What to do
In the entries below, reproduce word for word the part that opens with the line containing "wooden table — where?" and closes with the line containing "8,0 -> 732,76", including both of those lines.

··· Items ···

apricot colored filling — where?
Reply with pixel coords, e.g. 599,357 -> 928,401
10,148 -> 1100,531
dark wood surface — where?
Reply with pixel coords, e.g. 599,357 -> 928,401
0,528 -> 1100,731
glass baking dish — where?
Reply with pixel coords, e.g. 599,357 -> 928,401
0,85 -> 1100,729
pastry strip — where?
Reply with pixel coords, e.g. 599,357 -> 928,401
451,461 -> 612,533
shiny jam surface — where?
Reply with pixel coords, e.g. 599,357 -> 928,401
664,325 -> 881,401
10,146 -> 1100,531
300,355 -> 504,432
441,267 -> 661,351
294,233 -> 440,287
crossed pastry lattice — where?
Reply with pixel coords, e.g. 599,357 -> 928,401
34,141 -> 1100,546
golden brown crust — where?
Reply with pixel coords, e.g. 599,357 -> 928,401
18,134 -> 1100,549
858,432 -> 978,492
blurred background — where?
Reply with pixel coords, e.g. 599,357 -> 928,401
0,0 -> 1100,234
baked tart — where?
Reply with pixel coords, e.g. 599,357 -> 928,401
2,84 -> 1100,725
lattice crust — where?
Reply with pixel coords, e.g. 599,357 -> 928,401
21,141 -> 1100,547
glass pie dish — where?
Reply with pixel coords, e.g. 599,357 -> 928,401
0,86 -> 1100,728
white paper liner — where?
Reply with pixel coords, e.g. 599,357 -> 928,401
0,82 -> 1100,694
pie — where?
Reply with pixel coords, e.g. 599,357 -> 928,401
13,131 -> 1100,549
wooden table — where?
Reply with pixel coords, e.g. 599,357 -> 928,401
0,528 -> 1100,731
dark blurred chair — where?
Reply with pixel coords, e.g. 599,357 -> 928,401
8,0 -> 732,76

···
··· Items ···

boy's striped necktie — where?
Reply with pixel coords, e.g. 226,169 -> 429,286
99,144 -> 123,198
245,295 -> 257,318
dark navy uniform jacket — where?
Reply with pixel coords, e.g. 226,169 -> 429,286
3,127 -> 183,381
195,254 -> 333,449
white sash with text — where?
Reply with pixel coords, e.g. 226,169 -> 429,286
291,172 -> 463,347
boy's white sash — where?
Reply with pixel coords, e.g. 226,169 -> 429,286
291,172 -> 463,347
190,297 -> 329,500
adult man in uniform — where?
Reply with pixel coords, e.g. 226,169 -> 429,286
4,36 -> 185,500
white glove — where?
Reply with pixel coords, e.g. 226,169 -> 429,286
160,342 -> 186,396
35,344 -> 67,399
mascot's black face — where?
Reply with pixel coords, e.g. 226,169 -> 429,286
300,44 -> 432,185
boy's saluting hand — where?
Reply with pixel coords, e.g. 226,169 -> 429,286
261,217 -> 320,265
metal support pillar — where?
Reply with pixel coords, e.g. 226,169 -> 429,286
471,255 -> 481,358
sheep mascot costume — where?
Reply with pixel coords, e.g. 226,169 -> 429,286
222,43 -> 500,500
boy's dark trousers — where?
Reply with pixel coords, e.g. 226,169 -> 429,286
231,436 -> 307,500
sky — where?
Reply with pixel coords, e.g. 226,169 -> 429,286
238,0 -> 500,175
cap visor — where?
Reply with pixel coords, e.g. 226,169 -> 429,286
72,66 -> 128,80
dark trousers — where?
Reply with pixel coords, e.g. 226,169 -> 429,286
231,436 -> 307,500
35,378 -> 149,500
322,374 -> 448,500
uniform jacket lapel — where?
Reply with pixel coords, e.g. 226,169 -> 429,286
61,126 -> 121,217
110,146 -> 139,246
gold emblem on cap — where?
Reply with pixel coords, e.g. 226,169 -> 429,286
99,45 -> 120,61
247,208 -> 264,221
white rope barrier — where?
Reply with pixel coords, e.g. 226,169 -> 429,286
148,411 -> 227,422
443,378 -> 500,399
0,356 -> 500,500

···

Exercise solution
wooden table — where?
Reply with pixel coords, e.g. 599,357 -> 928,401
0,528 -> 1100,731
dark blurred chair — where?
Reply with pixel coords, e.g. 599,357 -> 928,401
8,0 -> 732,76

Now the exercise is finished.